### Records for this exercise

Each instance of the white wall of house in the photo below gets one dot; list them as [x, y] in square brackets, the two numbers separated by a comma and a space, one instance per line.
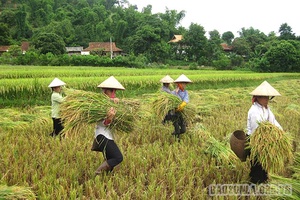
[85, 53]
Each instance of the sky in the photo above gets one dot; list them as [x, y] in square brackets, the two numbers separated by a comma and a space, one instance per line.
[231, 15]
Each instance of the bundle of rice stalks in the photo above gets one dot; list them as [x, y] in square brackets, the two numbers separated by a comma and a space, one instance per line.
[272, 147]
[163, 102]
[82, 108]
[16, 192]
[218, 150]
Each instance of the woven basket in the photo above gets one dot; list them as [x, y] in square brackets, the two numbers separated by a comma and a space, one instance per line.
[237, 144]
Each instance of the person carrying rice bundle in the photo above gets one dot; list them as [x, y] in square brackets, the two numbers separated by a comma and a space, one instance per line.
[104, 140]
[180, 91]
[166, 81]
[258, 113]
[56, 100]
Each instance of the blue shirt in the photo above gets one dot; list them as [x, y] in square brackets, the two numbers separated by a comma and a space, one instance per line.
[183, 95]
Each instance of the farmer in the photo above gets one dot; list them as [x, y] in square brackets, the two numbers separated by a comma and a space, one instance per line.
[166, 81]
[180, 91]
[56, 100]
[260, 111]
[104, 140]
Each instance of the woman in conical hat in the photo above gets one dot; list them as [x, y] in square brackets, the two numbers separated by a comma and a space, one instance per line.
[104, 140]
[56, 100]
[180, 91]
[260, 111]
[166, 81]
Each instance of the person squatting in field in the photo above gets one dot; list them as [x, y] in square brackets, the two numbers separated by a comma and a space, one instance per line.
[104, 140]
[56, 100]
[176, 116]
[260, 111]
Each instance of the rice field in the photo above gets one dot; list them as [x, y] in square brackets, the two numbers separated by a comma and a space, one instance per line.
[34, 165]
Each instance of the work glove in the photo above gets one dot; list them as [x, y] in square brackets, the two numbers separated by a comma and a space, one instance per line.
[181, 106]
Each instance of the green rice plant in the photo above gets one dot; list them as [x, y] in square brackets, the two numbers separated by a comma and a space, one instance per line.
[83, 107]
[16, 192]
[272, 147]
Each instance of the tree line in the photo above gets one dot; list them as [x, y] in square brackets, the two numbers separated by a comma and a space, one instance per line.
[52, 25]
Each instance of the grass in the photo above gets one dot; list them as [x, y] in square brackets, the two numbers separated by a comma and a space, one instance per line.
[155, 165]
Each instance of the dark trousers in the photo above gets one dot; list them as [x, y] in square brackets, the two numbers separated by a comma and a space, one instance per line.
[257, 173]
[110, 150]
[177, 121]
[57, 127]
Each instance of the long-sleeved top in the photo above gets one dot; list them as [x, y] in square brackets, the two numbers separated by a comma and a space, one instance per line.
[102, 129]
[257, 113]
[183, 95]
[56, 100]
[166, 89]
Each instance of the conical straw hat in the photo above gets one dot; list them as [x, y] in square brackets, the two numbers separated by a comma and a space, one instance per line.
[167, 79]
[111, 82]
[182, 79]
[56, 82]
[265, 89]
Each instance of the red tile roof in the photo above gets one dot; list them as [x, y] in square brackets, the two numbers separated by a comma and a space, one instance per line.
[105, 46]
[226, 47]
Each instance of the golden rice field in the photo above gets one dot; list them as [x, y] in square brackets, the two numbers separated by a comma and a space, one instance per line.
[34, 165]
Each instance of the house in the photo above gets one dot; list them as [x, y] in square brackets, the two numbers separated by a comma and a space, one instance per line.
[74, 50]
[3, 49]
[226, 47]
[104, 48]
[24, 48]
[176, 39]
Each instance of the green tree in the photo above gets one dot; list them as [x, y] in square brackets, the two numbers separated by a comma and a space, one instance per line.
[283, 57]
[228, 37]
[214, 49]
[196, 44]
[49, 43]
[241, 47]
[286, 32]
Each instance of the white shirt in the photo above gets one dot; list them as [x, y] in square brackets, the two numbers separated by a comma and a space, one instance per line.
[258, 113]
[56, 100]
[101, 129]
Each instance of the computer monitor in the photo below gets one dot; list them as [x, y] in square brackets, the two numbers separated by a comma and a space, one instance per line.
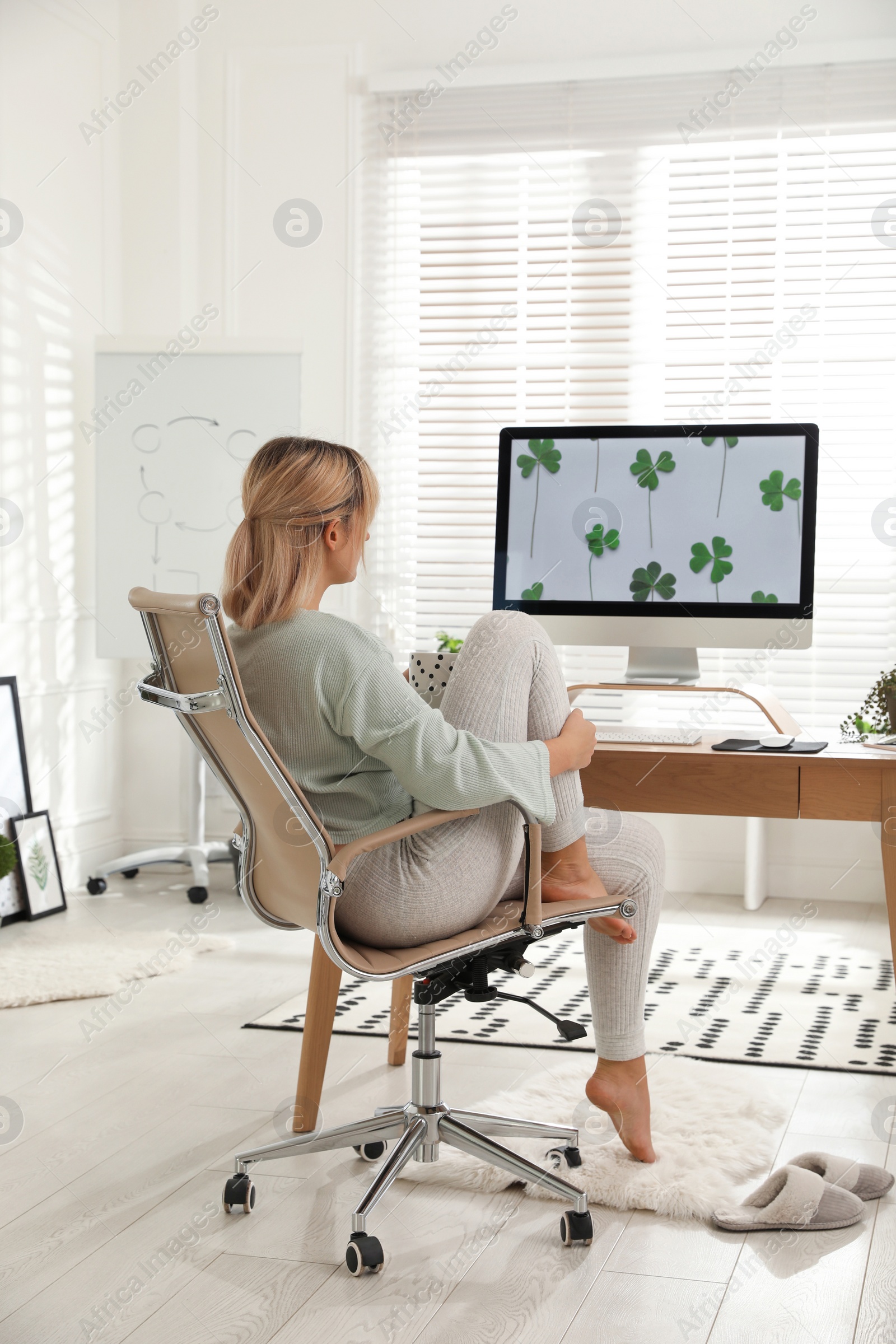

### Your goal
Could you copy the stretch from the line containing "Each instance of the green tree" through the end of the items, swapping "white shirt" for "light-colored shirt" and changing nothing else, with the pictures left out?

### Solution
Each instance of the green tree in the photo above gets one dot; list them as [x, y] in square brackets, the two numbers separated by a comma and a space, one instance per line.
[283, 57]
[228, 37]
[214, 49]
[196, 44]
[49, 43]
[241, 47]
[286, 32]
Each instance of the light-colored shirt in the photo above gets one dot; list them as [x, y] in square brackets, the two numbers separated by a comma and a space, one instance per line.
[258, 113]
[56, 100]
[101, 129]
Each instance of the computer monitor in the photo below gets one dot; list them as [x, y] in square brackets, the two numbers separated by a comma and a space, one instance per line.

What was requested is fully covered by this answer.